_Work item_
Each line from the first down to the one containing "Target: heraldic banner" should be returned exactly as it appears below.

_Data in this exercise_
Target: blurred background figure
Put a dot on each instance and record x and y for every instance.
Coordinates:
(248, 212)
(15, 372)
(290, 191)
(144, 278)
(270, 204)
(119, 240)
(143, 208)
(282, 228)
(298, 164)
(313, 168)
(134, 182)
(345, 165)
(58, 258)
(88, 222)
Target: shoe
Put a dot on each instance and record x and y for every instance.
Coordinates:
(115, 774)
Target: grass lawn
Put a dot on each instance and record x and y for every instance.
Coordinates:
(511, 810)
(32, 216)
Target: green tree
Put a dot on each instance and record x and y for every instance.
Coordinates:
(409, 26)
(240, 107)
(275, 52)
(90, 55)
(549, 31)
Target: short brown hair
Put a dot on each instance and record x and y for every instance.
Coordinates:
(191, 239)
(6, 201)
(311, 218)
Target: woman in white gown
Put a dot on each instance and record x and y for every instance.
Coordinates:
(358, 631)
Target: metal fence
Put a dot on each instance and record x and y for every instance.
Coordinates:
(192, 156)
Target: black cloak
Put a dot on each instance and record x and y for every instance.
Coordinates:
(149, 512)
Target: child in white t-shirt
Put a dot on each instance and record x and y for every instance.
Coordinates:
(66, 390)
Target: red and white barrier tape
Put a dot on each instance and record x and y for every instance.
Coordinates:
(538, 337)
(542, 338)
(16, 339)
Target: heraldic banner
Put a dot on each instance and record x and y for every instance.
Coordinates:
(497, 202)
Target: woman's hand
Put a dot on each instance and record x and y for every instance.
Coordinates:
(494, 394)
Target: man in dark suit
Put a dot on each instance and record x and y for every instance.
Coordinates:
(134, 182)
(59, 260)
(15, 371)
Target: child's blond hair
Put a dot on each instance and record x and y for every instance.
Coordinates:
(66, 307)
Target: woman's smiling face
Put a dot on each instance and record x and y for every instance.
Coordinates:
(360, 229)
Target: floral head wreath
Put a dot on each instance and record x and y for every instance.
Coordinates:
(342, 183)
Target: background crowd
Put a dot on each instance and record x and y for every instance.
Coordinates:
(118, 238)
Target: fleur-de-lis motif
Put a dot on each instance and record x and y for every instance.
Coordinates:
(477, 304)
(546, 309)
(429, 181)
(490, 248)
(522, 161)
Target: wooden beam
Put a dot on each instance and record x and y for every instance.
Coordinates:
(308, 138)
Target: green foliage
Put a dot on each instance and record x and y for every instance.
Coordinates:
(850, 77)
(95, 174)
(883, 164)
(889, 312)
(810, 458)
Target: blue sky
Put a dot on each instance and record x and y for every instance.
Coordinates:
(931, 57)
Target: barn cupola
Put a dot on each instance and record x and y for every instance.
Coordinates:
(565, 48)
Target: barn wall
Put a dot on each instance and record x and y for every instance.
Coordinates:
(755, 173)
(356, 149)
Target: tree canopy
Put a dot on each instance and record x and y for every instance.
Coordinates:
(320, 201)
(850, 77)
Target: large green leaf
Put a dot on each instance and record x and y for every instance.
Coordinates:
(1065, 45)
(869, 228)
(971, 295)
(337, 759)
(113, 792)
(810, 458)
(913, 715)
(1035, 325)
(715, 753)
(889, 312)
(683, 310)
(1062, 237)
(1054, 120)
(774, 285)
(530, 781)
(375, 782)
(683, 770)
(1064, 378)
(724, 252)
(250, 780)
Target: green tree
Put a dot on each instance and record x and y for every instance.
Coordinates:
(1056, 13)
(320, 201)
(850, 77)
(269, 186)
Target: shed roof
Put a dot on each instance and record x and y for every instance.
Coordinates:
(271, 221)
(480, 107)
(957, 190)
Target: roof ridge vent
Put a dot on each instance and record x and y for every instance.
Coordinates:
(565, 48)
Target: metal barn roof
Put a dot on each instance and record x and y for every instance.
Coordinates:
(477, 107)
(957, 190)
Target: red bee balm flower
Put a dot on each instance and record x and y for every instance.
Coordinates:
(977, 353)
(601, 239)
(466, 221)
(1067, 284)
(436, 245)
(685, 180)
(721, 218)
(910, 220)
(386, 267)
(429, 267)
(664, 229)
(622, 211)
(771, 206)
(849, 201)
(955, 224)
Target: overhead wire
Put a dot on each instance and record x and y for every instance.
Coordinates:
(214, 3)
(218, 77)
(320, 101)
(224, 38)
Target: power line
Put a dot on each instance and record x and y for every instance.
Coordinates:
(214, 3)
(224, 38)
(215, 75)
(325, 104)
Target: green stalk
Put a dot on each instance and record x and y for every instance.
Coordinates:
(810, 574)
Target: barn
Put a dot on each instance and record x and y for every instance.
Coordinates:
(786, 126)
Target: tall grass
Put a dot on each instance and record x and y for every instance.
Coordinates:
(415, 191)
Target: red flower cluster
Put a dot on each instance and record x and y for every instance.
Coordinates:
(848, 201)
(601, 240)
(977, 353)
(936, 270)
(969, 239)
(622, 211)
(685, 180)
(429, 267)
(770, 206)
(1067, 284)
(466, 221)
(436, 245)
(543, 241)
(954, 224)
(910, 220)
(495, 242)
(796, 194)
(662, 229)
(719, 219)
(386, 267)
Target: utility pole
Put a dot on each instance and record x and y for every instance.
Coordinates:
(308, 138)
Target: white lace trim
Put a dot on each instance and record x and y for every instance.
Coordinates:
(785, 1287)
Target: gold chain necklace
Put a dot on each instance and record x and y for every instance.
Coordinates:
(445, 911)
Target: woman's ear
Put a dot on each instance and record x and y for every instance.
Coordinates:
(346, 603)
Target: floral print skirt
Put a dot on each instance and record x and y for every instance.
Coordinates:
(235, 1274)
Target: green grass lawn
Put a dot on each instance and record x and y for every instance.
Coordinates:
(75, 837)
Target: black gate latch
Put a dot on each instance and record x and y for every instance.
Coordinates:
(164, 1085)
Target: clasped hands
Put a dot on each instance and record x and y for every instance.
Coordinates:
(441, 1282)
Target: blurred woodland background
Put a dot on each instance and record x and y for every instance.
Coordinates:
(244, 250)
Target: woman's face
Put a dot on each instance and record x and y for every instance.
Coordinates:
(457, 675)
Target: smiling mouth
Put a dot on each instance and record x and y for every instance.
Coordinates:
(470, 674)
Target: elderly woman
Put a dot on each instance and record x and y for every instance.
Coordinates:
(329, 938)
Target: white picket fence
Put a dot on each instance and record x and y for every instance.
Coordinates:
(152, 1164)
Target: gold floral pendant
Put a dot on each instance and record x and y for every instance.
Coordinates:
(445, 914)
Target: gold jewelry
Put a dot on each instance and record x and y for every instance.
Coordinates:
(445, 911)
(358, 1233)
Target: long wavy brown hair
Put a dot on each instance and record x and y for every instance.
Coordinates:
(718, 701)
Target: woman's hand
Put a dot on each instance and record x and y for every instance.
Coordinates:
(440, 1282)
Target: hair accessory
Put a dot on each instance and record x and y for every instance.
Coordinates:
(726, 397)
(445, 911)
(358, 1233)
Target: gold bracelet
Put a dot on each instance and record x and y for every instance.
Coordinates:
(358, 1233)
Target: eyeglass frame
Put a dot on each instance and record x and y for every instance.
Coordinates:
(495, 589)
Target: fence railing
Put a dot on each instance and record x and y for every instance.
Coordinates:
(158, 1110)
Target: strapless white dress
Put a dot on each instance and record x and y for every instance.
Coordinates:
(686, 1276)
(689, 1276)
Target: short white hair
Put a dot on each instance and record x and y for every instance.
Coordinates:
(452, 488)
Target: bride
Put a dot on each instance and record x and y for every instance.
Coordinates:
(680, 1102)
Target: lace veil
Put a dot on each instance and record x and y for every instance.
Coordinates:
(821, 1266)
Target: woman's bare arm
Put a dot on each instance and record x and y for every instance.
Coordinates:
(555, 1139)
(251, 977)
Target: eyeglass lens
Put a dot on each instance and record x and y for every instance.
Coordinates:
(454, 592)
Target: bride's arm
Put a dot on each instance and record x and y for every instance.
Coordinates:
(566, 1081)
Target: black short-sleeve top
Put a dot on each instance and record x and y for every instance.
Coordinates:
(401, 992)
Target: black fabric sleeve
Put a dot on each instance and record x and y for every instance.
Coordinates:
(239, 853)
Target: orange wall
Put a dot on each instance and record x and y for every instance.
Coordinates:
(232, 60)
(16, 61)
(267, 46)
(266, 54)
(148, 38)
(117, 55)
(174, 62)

_Output for this exercise_
Target: blurred background figure
Put a dot on each instance and record x and y for every instance.
Coordinates:
(248, 212)
(15, 372)
(290, 191)
(144, 278)
(270, 204)
(119, 240)
(143, 208)
(282, 228)
(298, 164)
(313, 168)
(134, 182)
(345, 165)
(58, 258)
(88, 222)
Target: shoe
Put a dot on each instance and record x and y for every instance.
Coordinates:
(115, 774)
Target: grass lawn
Put a dot on each instance and record x and y for every instance.
Coordinates:
(511, 810)
(32, 216)
Target: green tree
Put a dot on each instance and record x and y for every instance.
Coordinates:
(409, 26)
(240, 107)
(275, 52)
(90, 55)
(549, 31)
Target: short brown hair
Put a dot on each instance and record x and y for every instance.
Coordinates:
(191, 239)
(6, 201)
(311, 218)
Target: woman in white gown
Put a dot on each instance and record x and y for every instance.
Coordinates:
(358, 631)
Target: metal fence
Put a dot on each instance and record x and y for every instance.
Coordinates:
(192, 156)
Target: black cloak
Put a dot on each instance and record x and y for every instance.
Coordinates:
(149, 512)
Target: child in white t-shirt
Put a dot on each instance and record x and y for every instance.
Coordinates:
(66, 390)
Target: red and white barrier tape
Put a dot on each instance and record x and y for every instance.
Coordinates:
(538, 337)
(542, 338)
(16, 339)
Target: heraldic banner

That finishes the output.